#### GIVEN EXERCISE:
Write out, word for word, every line from the one containing "Please place a dot on the dashboard" through the last line of the records below, both ends included.

#### RECORDS TO USE:
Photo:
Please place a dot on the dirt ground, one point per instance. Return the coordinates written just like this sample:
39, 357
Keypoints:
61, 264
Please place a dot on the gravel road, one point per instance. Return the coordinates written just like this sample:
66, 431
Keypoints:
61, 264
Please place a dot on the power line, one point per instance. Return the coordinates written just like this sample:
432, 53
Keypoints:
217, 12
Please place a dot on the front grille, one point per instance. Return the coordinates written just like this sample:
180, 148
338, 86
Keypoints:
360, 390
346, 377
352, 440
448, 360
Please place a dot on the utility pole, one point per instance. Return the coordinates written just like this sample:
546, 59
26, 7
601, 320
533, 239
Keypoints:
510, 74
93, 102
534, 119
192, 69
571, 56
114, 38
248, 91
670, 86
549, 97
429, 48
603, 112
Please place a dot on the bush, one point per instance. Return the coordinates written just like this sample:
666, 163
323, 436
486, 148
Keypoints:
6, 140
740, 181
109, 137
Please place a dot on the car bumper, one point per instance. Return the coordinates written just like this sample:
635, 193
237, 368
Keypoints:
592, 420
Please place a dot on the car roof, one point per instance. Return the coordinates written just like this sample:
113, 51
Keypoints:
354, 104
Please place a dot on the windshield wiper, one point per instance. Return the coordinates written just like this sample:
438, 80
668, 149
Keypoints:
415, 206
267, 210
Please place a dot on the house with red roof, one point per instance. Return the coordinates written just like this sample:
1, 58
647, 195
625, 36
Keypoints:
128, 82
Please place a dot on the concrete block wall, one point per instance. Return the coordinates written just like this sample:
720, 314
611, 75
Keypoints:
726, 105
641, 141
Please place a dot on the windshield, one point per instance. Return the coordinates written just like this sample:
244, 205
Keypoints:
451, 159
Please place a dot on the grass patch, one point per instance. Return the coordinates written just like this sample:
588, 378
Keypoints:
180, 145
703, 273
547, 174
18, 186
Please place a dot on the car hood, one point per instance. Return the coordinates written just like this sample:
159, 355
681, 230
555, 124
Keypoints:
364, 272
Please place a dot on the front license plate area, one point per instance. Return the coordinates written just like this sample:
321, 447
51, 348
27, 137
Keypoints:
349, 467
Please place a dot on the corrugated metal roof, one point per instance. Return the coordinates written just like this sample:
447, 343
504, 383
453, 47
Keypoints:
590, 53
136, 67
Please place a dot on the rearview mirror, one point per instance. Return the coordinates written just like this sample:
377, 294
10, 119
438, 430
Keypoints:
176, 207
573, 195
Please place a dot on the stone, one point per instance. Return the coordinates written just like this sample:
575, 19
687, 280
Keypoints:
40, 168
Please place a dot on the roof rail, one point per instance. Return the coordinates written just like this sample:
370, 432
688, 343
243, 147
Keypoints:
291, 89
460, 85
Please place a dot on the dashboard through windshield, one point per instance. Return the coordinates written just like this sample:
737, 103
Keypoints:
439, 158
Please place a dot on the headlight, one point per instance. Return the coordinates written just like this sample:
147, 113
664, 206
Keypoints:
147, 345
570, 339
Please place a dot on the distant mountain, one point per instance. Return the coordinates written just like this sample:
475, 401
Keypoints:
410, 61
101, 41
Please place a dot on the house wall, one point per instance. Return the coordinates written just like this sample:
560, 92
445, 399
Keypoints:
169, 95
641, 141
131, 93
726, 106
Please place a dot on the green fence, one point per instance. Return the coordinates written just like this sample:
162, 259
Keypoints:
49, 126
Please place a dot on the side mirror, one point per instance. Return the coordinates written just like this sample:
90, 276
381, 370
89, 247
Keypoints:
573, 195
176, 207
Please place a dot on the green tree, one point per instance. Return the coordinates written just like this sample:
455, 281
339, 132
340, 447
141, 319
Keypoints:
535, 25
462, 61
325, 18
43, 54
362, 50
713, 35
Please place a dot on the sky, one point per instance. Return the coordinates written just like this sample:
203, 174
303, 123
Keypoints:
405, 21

#### ANSWER TO THIS TASK:
Please place a dot on the dashboard through windshield, one point per instance. Return the coordinates written just like this sample:
737, 103
Keypoints:
439, 158
Please place a dot on the headlight, one point per instance. Return the coordinates written just like this sample:
147, 113
664, 206
Keypoints:
147, 345
570, 339
Please place a dot on the distant mountain, one point per instance. Return the coordinates written just like this sample:
475, 401
Keypoints:
410, 61
101, 41
Please place a dot on the house wall, one point per instance. Return the coordinates written just like this sample:
560, 92
445, 399
Keypoints:
169, 95
641, 141
131, 93
726, 106
Please place a dot on the green fence, one point per instance. Return the coordinates written just like this sample:
162, 259
Keypoints:
49, 126
Please place a dot on the side mirror, one point per instance. Return the coordinates written just like this sample:
90, 276
381, 370
89, 247
Keypoints:
573, 195
176, 207
Please place a dot on the green tree, one point per instance. Return the coordinates written just like this sample:
455, 281
339, 132
340, 447
141, 319
Keypoints:
535, 25
462, 61
325, 18
43, 54
362, 50
713, 35
Please place a dot on the sky, one point per instance. Return the coordinates written just like this sample:
203, 174
303, 123
Keypoints:
405, 21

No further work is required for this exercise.